A faithful, complete copy of the records is required.

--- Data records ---
Start of Block

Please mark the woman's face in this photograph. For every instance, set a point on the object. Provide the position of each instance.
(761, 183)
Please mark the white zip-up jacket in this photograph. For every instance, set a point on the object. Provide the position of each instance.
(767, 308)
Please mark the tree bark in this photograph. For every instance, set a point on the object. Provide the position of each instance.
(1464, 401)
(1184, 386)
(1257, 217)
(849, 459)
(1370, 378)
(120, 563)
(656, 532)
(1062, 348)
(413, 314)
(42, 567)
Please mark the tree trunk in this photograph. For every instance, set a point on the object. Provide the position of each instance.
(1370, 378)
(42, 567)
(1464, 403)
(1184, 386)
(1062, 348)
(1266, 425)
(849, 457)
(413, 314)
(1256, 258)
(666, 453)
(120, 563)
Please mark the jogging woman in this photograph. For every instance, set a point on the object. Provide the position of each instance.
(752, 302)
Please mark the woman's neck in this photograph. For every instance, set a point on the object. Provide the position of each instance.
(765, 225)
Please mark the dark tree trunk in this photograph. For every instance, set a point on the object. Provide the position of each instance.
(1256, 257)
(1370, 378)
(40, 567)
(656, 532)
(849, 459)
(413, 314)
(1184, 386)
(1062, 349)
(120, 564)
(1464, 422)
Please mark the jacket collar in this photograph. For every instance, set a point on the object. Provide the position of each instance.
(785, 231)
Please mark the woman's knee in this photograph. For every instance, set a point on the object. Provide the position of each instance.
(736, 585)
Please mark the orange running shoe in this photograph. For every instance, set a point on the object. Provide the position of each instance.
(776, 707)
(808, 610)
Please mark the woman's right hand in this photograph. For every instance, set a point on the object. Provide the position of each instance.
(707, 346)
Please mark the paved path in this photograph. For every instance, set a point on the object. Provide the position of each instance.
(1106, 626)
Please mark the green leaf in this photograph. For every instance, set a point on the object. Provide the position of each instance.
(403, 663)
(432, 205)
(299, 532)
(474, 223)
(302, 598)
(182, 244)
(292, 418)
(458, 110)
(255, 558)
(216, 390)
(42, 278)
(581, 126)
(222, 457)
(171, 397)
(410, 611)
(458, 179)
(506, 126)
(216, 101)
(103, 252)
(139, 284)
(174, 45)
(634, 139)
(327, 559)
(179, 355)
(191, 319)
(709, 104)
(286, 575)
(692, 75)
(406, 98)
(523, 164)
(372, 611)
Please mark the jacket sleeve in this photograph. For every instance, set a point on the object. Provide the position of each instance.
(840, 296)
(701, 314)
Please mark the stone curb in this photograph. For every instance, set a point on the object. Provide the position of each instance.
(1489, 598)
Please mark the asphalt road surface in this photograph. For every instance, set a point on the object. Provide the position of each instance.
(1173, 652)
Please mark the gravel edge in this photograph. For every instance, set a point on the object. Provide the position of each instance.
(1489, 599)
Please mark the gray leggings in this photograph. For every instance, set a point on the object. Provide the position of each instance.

End of Block

--- TASK RESPONSE ---
Please mark the woman's face in this photograph. For every instance, set a point on the object. Provide the position of each instance.
(761, 183)
Please mark the white zip-up jacket in this photograph. For every instance, set a point on the object. Provide the position of each instance.
(767, 308)
Please mark the tree bark in this photograph. For every instance, set a point on the object. Provide the position of each instance.
(1464, 401)
(1184, 386)
(1257, 217)
(849, 459)
(1370, 378)
(120, 563)
(656, 532)
(1062, 348)
(413, 314)
(42, 567)
Please mark the tree trunk in this photograph. For every instance, set a point on the object. Provide the position of each instance.
(1370, 378)
(42, 567)
(1464, 403)
(1184, 386)
(1062, 348)
(1266, 425)
(849, 457)
(413, 314)
(1256, 258)
(666, 453)
(120, 563)
Please mark the jogging woman in this photograph. For every instance, set a point on the object. Provide the position of each instance.
(752, 302)
Please mark the woman's neck in this photograph. For every instance, set a point on the object. Provide the position of each instance.
(765, 225)
Please mark the dark tree trunk in this photograph. For every instance, set a point on the object. Provide the position of each instance.
(1256, 257)
(1370, 378)
(40, 567)
(656, 532)
(849, 459)
(413, 314)
(1184, 386)
(1062, 349)
(120, 564)
(1464, 422)
Please mark the jacket collar in this photograph. For every instance, set a point on the object. Provide the position of each instance.
(785, 231)
Please mark the woman's knee in this photograph. For every instance, set a point on the object. Provide the position of each instance.
(736, 585)
Please mark the orange running shoe in this photograph. For every instance, set a point on the object. Provide the position of each instance.
(776, 707)
(808, 610)
Please mark the woman's right hand in this photograph. For every instance, set a point on the object. Provide the position of each instance.
(707, 346)
Please mark the paved path in this photograph. For every instance, set a point on the object. Provide the position of each instance.
(1106, 626)
Please mark the green leaf in this photograph. For every instance, set a point on the object. Provide the position of each instance.
(403, 663)
(432, 205)
(299, 532)
(474, 223)
(302, 598)
(182, 244)
(292, 418)
(458, 110)
(255, 558)
(216, 390)
(42, 278)
(581, 126)
(222, 457)
(171, 397)
(410, 611)
(458, 179)
(506, 126)
(216, 101)
(103, 252)
(139, 284)
(174, 45)
(634, 139)
(327, 559)
(179, 355)
(191, 319)
(709, 104)
(286, 575)
(692, 75)
(406, 98)
(523, 164)
(372, 611)
Please mark the jacket sleeve in this photograph. For every instance, set a point on the object. Provide the position of each instance.
(840, 296)
(701, 314)
Please mark the stone curb in this photograph. For every instance, set a point on the object. Provide the position of each instance.
(1489, 598)
Please mark the asphalt road surface in this photograph. For every instance, set a point on the object. Provide the position of each instance.
(1173, 652)
Please mark the gravel edge in this photograph. For every instance, set a point on the object. Provide the position of each instance.
(1489, 599)
Please mark the gray leggings in this photograph. For every instance, set a point on the object. Provide the position of each instance.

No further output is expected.